*INSTRUCTION*: Copy exactly, and only, the lines from the line containing "of the snowy" through the last line of the records below, both included, and leave out any pictures.

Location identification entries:
═══

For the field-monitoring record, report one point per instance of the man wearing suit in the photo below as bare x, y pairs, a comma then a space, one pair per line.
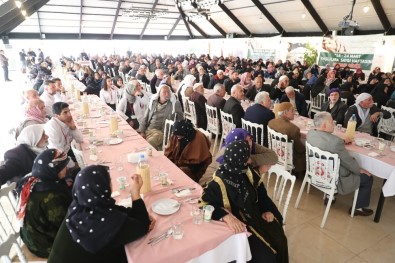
233, 105
260, 112
335, 106
351, 176
297, 100
283, 124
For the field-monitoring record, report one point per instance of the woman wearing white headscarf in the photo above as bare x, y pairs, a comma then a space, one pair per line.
18, 161
367, 114
133, 104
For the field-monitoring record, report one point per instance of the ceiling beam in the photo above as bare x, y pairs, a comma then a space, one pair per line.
80, 31
18, 18
115, 18
234, 18
185, 22
174, 26
269, 17
148, 19
382, 16
315, 16
39, 24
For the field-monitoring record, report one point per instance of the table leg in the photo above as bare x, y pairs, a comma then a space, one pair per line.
380, 205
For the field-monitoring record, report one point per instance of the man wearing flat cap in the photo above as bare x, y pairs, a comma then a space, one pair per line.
284, 125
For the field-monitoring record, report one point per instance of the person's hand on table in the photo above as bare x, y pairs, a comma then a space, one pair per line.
135, 185
268, 216
375, 116
234, 224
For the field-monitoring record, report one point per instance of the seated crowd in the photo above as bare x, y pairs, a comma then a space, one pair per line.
45, 168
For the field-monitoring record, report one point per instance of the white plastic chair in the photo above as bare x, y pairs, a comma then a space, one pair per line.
322, 172
387, 126
279, 143
9, 234
192, 109
167, 132
317, 102
281, 188
79, 156
255, 129
213, 124
227, 124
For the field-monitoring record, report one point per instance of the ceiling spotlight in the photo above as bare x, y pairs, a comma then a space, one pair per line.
18, 4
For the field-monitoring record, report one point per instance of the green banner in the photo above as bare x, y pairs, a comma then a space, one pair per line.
363, 61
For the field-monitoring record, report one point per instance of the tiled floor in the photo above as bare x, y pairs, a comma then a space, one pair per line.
344, 239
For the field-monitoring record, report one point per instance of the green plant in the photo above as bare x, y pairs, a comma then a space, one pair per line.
310, 55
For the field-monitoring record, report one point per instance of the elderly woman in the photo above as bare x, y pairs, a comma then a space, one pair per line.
335, 106
133, 104
18, 161
189, 149
240, 200
43, 201
95, 228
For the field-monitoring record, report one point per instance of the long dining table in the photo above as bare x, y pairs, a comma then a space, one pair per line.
208, 242
381, 165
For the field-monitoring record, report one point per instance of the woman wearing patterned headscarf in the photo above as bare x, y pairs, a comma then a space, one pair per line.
43, 201
18, 161
133, 104
240, 200
189, 149
95, 228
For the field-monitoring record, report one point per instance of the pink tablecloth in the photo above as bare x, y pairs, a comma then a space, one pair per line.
197, 239
380, 166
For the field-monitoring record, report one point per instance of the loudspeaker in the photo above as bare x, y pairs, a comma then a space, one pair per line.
5, 39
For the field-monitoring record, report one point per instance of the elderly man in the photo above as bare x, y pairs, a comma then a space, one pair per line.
231, 81
279, 90
283, 124
297, 100
351, 176
197, 97
260, 112
162, 106
61, 129
217, 98
156, 79
366, 113
233, 105
335, 106
217, 78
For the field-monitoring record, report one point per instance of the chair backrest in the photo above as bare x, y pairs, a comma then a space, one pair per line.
192, 108
212, 119
282, 187
279, 143
167, 132
79, 156
322, 168
255, 129
227, 123
387, 126
317, 102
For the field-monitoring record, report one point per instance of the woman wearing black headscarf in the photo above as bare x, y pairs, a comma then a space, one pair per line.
95, 228
43, 201
189, 149
240, 200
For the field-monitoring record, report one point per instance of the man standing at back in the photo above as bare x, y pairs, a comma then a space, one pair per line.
351, 176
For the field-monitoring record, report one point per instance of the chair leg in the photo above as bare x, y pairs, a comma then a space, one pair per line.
354, 202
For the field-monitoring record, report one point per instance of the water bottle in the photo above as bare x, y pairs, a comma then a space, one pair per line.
143, 170
351, 126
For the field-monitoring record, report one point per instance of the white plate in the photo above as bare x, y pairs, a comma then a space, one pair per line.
115, 141
166, 206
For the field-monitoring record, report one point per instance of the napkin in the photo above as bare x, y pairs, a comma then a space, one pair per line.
182, 193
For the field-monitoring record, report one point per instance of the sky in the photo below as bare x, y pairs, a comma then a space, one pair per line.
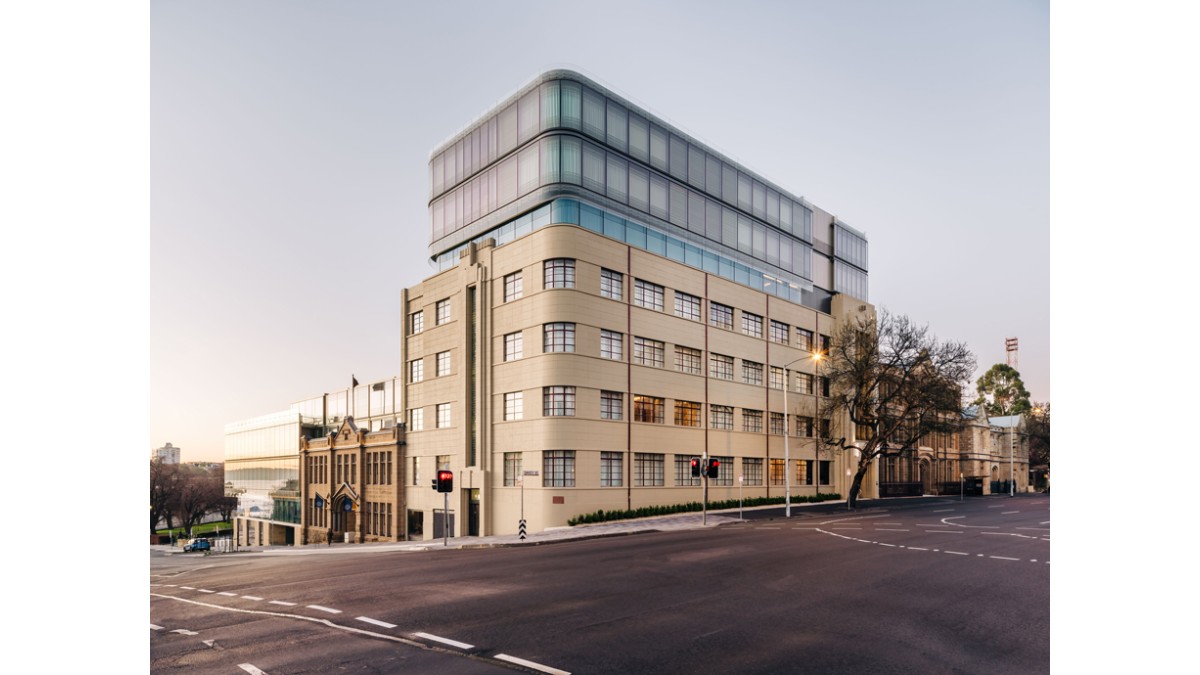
289, 145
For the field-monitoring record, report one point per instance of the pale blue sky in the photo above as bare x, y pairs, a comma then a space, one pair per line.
289, 181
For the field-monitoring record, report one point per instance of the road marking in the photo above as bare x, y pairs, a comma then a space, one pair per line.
531, 664
445, 640
376, 621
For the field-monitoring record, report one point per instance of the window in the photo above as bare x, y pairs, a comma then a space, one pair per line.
751, 469
611, 284
751, 324
648, 408
721, 416
611, 345
511, 469
688, 360
612, 405
558, 401
558, 338
683, 471
687, 413
648, 352
647, 294
751, 420
514, 405
513, 348
559, 273
751, 372
558, 469
720, 366
648, 470
720, 316
513, 286
779, 332
687, 306
777, 377
611, 470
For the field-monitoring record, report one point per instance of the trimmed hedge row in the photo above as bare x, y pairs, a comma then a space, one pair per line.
667, 509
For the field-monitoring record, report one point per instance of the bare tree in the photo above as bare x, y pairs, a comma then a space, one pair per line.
897, 383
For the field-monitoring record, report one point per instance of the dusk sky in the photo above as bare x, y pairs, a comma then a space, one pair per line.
289, 147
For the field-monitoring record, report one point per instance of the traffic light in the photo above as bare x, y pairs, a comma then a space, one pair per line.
713, 467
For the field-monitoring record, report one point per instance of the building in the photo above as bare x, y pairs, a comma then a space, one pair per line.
612, 299
166, 454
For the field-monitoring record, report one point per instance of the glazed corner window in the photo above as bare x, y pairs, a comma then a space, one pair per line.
611, 284
559, 273
513, 286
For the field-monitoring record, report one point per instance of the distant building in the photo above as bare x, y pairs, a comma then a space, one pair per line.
166, 454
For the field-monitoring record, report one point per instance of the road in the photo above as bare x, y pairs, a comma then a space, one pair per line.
941, 586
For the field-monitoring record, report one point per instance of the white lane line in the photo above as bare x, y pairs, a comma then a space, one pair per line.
376, 621
531, 664
445, 640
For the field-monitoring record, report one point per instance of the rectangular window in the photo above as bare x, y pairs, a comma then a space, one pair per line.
558, 338
648, 408
513, 286
648, 352
611, 284
687, 413
612, 405
751, 420
687, 306
559, 273
558, 469
648, 470
689, 360
751, 469
720, 316
511, 469
558, 401
611, 344
720, 366
611, 470
751, 324
513, 347
779, 332
751, 372
647, 294
514, 405
721, 416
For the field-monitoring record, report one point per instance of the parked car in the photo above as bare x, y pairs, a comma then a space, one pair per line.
197, 545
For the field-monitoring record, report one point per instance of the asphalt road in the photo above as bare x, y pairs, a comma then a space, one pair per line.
941, 586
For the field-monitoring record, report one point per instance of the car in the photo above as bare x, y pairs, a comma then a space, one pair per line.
197, 545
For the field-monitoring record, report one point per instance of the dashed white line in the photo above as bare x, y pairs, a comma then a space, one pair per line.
531, 664
445, 640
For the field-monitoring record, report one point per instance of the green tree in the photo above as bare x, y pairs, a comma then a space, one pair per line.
1001, 392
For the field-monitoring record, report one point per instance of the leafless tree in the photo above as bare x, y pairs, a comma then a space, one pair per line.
897, 383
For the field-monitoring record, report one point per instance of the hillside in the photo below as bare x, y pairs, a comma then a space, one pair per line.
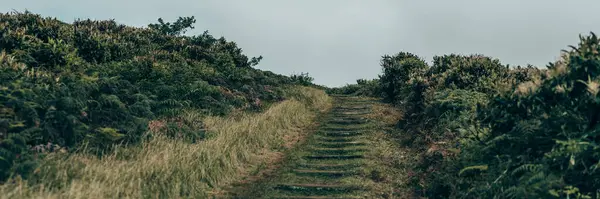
102, 83
476, 128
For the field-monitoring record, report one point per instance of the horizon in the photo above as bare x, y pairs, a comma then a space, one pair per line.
353, 35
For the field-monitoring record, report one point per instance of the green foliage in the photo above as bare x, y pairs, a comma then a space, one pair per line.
363, 87
398, 70
302, 79
485, 130
100, 83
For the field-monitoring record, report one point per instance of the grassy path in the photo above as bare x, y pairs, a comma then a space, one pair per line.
329, 164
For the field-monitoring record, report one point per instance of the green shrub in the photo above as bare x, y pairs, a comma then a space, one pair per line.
99, 83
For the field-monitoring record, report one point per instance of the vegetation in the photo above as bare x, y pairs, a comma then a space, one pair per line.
485, 130
94, 84
174, 168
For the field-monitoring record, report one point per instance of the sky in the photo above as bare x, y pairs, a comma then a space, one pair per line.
339, 41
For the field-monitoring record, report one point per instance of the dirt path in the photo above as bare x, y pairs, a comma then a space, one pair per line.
330, 164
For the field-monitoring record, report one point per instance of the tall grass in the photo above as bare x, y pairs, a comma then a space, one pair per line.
163, 167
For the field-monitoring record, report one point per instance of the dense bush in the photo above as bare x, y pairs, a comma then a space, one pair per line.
101, 83
486, 130
363, 87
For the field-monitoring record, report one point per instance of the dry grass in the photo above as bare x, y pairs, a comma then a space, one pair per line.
389, 162
168, 168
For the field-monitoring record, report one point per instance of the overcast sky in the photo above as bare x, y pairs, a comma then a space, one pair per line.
339, 41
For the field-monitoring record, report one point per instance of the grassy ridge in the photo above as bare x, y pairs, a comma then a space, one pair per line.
482, 129
100, 83
173, 168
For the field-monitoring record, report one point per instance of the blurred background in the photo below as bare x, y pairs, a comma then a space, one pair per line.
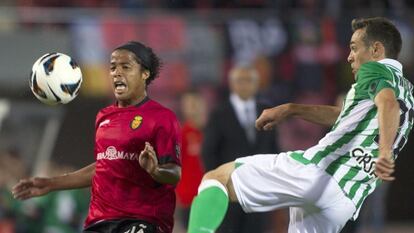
299, 48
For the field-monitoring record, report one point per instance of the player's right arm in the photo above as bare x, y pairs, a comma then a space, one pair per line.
319, 114
39, 186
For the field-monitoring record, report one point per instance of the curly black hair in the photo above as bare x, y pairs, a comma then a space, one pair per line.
145, 56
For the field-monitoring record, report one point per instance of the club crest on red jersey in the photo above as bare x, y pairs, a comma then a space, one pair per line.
136, 122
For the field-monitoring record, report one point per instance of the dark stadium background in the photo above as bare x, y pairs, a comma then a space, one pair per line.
299, 47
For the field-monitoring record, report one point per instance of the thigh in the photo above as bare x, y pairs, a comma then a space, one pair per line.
311, 219
266, 182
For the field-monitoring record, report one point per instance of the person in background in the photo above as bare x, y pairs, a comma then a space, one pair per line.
194, 110
230, 132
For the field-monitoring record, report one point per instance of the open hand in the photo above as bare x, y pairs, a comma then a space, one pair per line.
384, 168
32, 187
148, 159
271, 117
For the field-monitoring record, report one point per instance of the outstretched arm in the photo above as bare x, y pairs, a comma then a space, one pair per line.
39, 186
319, 114
388, 120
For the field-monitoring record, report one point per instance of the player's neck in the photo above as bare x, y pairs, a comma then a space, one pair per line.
131, 102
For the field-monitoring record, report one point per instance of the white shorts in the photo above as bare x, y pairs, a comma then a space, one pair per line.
267, 182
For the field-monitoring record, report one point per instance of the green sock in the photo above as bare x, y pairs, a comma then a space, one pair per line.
208, 208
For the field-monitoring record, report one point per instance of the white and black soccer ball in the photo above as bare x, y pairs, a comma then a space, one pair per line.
55, 78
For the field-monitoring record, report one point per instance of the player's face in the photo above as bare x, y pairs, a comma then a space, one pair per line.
360, 53
243, 83
128, 78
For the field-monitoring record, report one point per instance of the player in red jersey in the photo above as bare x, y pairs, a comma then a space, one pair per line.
137, 147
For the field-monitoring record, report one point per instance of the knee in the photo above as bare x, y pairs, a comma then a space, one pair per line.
215, 174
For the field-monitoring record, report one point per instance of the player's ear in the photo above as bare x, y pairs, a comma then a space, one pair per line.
378, 50
145, 74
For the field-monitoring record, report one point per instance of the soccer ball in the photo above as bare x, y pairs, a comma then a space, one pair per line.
55, 78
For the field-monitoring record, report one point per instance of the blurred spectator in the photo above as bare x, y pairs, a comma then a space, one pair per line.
230, 133
193, 109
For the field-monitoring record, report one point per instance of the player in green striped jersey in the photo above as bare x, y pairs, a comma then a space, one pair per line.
325, 185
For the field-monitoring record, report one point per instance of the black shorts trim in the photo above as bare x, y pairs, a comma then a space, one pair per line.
121, 226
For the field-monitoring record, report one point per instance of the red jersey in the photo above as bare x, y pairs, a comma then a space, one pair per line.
120, 187
192, 168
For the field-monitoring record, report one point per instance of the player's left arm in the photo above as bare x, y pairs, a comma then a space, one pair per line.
168, 173
388, 120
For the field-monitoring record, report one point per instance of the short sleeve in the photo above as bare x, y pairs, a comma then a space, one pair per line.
372, 77
168, 140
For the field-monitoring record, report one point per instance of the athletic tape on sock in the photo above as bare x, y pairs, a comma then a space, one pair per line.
211, 183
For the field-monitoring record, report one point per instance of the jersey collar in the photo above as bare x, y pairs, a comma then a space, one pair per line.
391, 62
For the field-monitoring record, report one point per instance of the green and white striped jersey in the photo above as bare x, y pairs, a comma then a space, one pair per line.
349, 151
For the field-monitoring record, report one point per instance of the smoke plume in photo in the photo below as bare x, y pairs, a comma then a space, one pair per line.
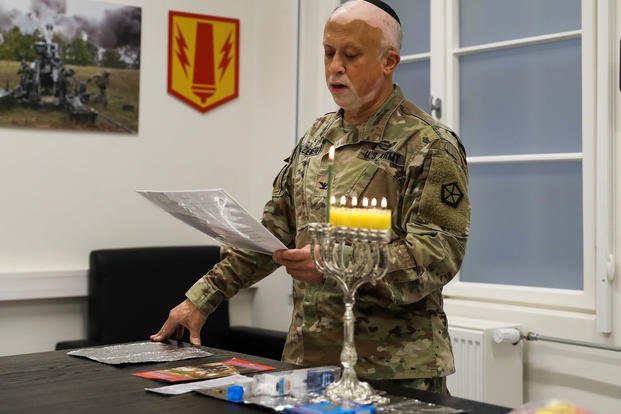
118, 28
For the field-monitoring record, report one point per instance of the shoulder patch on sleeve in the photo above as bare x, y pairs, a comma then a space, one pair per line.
444, 200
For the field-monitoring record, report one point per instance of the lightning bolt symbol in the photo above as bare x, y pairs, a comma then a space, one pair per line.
226, 58
181, 48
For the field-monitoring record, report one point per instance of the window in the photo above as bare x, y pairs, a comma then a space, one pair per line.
516, 81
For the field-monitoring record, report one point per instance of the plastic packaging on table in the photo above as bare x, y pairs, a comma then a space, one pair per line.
232, 392
552, 406
343, 407
296, 382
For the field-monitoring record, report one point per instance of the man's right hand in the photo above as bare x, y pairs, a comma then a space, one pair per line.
184, 315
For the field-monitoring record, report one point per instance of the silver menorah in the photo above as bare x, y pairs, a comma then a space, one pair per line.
352, 257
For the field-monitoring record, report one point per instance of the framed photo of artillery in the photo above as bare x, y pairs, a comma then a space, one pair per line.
70, 64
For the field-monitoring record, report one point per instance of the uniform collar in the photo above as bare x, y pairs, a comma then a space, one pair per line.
373, 129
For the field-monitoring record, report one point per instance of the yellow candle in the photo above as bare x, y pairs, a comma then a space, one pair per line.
365, 215
330, 172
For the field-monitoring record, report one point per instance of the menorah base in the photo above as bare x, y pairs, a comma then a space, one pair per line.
351, 389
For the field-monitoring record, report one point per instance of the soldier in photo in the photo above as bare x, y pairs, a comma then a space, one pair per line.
385, 147
102, 82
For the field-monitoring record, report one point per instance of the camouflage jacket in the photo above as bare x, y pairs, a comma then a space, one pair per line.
400, 153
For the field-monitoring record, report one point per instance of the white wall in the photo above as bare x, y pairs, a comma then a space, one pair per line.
65, 193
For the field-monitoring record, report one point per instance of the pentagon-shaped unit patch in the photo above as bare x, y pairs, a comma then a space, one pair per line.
451, 194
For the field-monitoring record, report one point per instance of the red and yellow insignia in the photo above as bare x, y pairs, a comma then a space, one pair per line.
203, 59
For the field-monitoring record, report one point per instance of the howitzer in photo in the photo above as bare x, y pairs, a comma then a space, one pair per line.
69, 64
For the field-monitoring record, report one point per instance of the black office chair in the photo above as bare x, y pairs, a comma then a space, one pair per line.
131, 291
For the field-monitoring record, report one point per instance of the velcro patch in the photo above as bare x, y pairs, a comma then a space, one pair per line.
444, 200
451, 194
310, 151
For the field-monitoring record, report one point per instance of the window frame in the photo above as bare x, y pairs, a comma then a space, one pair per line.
445, 54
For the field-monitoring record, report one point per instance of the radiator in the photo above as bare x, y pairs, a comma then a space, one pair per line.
484, 370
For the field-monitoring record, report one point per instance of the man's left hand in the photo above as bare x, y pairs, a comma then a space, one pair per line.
299, 264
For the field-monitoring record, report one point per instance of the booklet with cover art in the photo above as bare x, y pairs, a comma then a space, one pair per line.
231, 366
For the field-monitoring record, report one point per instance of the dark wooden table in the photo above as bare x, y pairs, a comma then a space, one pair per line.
54, 382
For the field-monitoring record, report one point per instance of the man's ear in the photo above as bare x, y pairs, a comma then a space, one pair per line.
391, 60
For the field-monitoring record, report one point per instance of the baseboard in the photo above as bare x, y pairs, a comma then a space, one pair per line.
43, 284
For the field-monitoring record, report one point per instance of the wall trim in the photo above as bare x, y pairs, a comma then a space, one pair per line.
43, 284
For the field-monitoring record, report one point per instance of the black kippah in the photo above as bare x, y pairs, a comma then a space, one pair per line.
386, 8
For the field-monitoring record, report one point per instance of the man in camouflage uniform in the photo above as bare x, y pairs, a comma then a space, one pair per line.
385, 147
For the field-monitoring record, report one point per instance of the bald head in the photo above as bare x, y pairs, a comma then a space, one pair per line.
373, 16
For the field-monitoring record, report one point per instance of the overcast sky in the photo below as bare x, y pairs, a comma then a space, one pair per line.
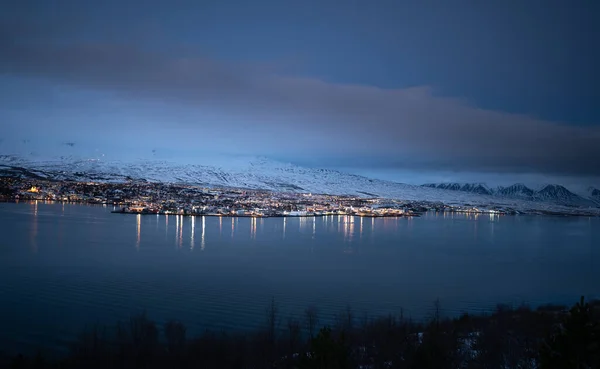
404, 90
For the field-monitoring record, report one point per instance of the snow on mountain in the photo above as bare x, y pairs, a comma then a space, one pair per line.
549, 193
518, 190
594, 193
263, 173
478, 188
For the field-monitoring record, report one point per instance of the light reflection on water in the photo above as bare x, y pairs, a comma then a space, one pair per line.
78, 263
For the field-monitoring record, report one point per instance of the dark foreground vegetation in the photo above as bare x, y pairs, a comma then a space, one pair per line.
547, 337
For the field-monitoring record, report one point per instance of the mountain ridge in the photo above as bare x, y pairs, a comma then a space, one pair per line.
266, 174
549, 192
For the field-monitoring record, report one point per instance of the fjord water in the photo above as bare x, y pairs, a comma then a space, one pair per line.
63, 267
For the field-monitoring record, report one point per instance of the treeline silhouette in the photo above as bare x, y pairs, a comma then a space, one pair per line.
546, 337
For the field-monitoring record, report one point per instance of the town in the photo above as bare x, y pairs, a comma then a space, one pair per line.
140, 197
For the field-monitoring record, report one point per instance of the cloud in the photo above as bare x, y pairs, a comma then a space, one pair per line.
328, 123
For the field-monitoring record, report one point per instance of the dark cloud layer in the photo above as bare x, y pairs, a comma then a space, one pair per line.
386, 128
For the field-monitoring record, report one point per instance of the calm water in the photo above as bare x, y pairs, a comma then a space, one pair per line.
65, 266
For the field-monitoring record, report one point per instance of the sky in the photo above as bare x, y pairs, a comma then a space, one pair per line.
412, 91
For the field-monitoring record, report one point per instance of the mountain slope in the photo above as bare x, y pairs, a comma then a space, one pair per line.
518, 190
552, 193
261, 173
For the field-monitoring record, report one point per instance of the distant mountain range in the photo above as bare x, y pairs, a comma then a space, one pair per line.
548, 193
263, 173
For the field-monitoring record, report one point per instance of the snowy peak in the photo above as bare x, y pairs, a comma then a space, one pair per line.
550, 193
594, 193
556, 192
518, 190
478, 188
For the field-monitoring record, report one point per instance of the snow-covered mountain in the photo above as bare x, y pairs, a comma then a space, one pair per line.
594, 193
549, 193
263, 173
518, 190
478, 188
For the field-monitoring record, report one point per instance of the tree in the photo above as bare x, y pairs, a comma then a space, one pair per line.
575, 343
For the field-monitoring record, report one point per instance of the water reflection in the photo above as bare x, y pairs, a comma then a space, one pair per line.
138, 231
166, 226
202, 243
176, 230
192, 233
360, 232
180, 231
232, 227
34, 230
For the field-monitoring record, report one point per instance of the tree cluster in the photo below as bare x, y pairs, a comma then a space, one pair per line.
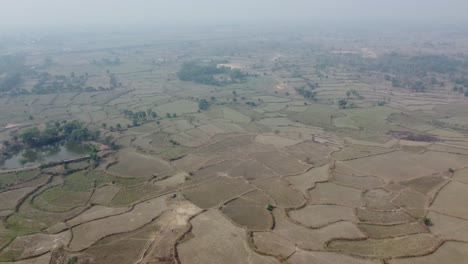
206, 72
56, 132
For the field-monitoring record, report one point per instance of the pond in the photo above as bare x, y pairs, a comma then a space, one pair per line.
36, 156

═══

*RESULT OF THIS TASK*:
For the field-monitoring record, report one point per instance of the snowy peak in the photo above as bare x, y pairs, a comma then a space, one pair per line.
550, 193
594, 193
556, 192
518, 190
478, 188
For the field-monitoring record, report one point per instance of the snow-covered mountain in the photo above as bare x, y pairs, a comma then a space, one pair per line.
594, 193
549, 193
263, 173
518, 190
478, 188
For the field-monitoring record, report one point per instance of the tree in the photo above as bare x, y pairs, a comma then a space, one pair per line.
575, 343
For the field-monitoring record, report one point per instance of the water reflection in the photo above as bare x, y pairs, a comma then a space, one pair per line.
138, 231
166, 226
202, 243
176, 230
192, 233
360, 232
180, 231
232, 227
34, 230
For the field-monitoring record, report one point per instance of the tree cluster in the photo below as bare x, y pairs, a comma then a space, one pair per line.
206, 72
56, 132
For the field-monitoring record, report one point per instance of the pond in the photo above as bare x, y pairs, a comma then a space, one pair per line.
36, 156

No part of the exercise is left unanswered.